Excerpted passage:
The wonders of assistive technology are enabling growing numbers of people with challenges to enter academia, the arts, gainful employment, & the culture at large.
Take me for example. While far from any genius level and much closer to the moron level, I would not be considered by Maslow as healthy. How many of us would?
So right now, there are vast numbers of people who are still at the first level of Maslow's Hierarchy. Their hope of progressing up to self-actualization, where creativity is possible, is about zero. Are we therefore dismissing these people because of the situations into which they are born?
Perhaps a more relevant question to me, working in k12, is how to foster creativity in all learners at my school. I also wonder, did Maslow only study Caucasian's? I'm sure someone reading this will know...

Reference: Maslow, A. (1954). Motivation and Personality. New York: Harper.


Jason Priem said...

I agree with you on the need to be cautious about accepting the too-pat distillations of psychological theories. While I admire Maslow's work and philosophy quite a bit, I might, like you, disagree with him a bit on the hierarchy 'o needs; I think a sufficiently cold and hungry person may in some ways (hut-building, food catching) experience rather enhanced creativity. I'm glad you post this, because I think it's easy for us in education to simply cite some of the big names (Maslow, Dewey, Gardner, etc) without really engaging with their work.

Data lines:
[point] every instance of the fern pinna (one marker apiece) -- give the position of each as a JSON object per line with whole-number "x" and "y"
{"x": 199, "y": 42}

Exercise A:
Answer these about the Maslow passage:
(i) Which publisher is listed in the reference for Maslow's Motivation and Personality?
(ii) In what setting does the writer say they work?
(iii) Which two activities does the commenter give as examples of enhanced creativity in a cold and hungry person?
Exercise B: Repeat the part of the Maslow passage starting at "Take me for" and ending at "of us would?".
Exercise C: Pick up the Maslow passage where it stops and keep writing it.
The lines above come from a separate source and are unrelated to the Maslow passage.

Task result A:
(i) Harper, New York
(ii) k12
(iii) Hut-building and food catching

Task result B:
Take me for example. While far from any genius level and much closer to the moron level, I would not be considered by Maslow as healthy. How many of us would?

Task result C:
I also worry that we in education often divorce psychological ideas from their larger contexts, missing important subtleties and differing perspectives in the process. Maslow's work is a frequent victim of this sort of transformation from theory to sound-bite (Gardner's MI work also comes to quickly to mind).

In fact, I think that your main argument may in fact be based on a misunderstanding of Maslow's work. When he speaks of not wanting to study "cripples," he's not talking about physical handicaps, but mental. Further, he didn't have anything against this per se; his problem was that psychology seemed to be fruitlessly dominated by the study of pathology. As a humanist, he worried that this preoccupation was giving us a twisted and pessimistic picture of ourselves, and wanted to turn that around by studying what he though were the healthiest people. If we knew more about them, he figured, we could looking at the psyche as full of ailments to cure but of potentials to be realized. And of course, I oversimplify, but that's the gist.

Also, he wouldn't have put anyone's chances at self-actualization at "about zero;" a major tenet of his "third way" (humanism) was that everyone has the potential to become self actualized, just by virtue of being human (although, of course, teachers and parents can do a lot to help or hinder).

And I couldn't say for sure without rereading some of his studies, but I'd be willing to bet he used mixed-race samples.

Cory Plough said...

I teach at an online charter school. 25% of our student population have special needs. 70-80% are at-risk.

Often my most creative students are the ones who are the 'unhealthiest.'

Trying to define healthy today seems like trying to define normal. What is normal?

/gradster(1)/ said...

I studied Maslow too, though certainly not in as much depth as you apparently have. I disagree immensely with him, though, on the hierarchical nature of his needs. They are needs, to be sure, and some may not be solved until others are first, but mostly are not hierarchical in nature.

For example, I write (express myself and my [often theological] views) best when I am sleep-deprived, hungry, and existentially depressed. Hmm.

Umm... "networkchallenge".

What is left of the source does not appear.